Quoted passage:
▬▬▬▬▬▬▬▬▬▬

Fort Scratchley, a former coastal defence installation, is now a museum. It is located in Newcastle East, a suburb of Newcastle, New South Wales in Australia. It was built in 1882 to defend the city against a possible Russian attack. However, its guns were not fired in anger until 8 June 1942, during the shelling of Newcastle. The Australian Army left the site in 1972.

== Background ==
Fort Scratchley is situated atop Flagstaff Hill, overlooking the Tasman Sea and the Hunter River, less than 1 km from the Newcastle central business district. It is accessed from Nobbys Road, and is directly between Newcastle and Nobbys beaches. Originally built as a coastal defence fort, it is located in a commanding position, guarding the Hunter River estuary.

In 2004 the site was closed for renovation which the city hoped would make the fort a major tourist attraction. Unfortunately, as costs rose due to vandalism and an increase in necessary decontamination to the site, progress stalled. The Australian Government funded the project after reaching an agreement with Newcastle City Council in 2004, and decided to increase its funding from an estimated 5.5 million to almost $10 million after reaching a second agreement in 2007. The government wanted to ensure that the site was repaired correctly as it sees it as a special place in Australia's military history. The site re-opened in June 2008; a museum on the site was operational by 2009.

▬▬▬▬▬▬▬▬▬▬

Task 1: List every year that the Fort Scratchley passage mentions, each one once.
Task 2: According to the Fort Scratchley passage, on which hill is the fort situated?
Task 3: Decide whether each statement agrees with the Fort Scratchley passage, and support each answer with a quotation from it: (a) The fort was built to defend the city against a possible Russian attack. (b) The Australian Army left the site in 1982. (c) After a second agreement in 2007, the Australian Government raised its funding to almost $10 million.
None of the records is needed for the tasks on the Fort Scratchley passage.

▬▬▬▬▬▬▬▬▬▬

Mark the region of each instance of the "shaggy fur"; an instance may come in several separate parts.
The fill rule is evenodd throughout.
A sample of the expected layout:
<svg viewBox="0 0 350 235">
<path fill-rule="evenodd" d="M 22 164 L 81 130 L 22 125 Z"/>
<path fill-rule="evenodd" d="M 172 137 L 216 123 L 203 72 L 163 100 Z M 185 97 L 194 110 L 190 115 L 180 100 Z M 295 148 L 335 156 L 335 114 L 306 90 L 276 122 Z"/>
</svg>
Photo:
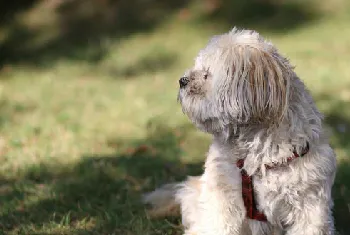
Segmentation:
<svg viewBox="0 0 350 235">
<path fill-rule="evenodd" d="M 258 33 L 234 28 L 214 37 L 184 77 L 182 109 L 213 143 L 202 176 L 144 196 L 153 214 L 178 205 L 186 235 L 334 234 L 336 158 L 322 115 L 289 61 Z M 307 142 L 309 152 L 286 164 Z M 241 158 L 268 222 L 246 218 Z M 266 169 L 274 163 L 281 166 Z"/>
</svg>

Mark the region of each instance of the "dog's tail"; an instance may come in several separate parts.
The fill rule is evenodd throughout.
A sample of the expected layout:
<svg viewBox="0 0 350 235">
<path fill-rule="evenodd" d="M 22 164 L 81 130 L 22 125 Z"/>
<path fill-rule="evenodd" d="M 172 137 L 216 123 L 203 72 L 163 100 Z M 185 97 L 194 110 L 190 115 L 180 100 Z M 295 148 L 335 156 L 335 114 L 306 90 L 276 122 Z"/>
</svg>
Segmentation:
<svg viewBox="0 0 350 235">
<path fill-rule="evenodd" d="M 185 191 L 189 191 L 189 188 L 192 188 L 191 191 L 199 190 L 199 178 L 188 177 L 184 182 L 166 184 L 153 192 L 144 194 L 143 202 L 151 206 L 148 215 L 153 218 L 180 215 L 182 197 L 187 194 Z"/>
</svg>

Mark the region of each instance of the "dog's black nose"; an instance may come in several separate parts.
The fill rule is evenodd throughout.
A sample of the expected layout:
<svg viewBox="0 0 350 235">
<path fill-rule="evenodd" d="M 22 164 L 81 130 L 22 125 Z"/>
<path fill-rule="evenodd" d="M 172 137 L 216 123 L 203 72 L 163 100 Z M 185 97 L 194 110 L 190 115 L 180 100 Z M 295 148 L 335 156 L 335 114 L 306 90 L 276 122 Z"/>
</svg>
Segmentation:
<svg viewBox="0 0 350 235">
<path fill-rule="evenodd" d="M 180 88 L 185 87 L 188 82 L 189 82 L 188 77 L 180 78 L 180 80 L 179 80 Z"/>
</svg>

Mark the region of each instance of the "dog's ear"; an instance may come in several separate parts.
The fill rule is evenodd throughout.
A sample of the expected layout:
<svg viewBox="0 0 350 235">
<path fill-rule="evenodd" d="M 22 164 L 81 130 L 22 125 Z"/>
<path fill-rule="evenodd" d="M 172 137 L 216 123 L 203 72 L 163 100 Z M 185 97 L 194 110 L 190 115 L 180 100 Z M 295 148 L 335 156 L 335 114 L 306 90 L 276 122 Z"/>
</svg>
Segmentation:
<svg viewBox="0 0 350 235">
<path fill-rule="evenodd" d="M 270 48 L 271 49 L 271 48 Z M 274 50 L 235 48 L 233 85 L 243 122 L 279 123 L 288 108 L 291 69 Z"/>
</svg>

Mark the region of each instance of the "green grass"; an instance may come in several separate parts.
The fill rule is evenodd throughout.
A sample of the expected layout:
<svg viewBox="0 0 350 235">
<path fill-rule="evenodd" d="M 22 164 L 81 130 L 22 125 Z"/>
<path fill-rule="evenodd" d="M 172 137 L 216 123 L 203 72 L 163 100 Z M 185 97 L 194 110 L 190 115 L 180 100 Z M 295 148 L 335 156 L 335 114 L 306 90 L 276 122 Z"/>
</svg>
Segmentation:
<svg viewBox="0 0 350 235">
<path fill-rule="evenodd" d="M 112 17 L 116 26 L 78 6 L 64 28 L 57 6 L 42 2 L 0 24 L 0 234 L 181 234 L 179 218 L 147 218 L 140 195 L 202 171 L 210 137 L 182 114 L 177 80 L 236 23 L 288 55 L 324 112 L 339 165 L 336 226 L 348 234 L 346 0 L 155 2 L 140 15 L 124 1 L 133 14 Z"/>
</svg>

▬▬▬▬▬▬▬▬▬▬

Answer section 1: 1882, 1942, 1972, 2004, 2007, 2008, 2009

Answer section 2: Flagstaff Hill

Answer section 3:
(a) Yes: "It was built in 1882 to defend the city against a possible Russian attack."
(b) No: "The Australian Army left the site in 1972."
(c) Yes: "decided to increase its funding from an estimated 5.5 million to almost $10 million after reaching a second agreement in 2007"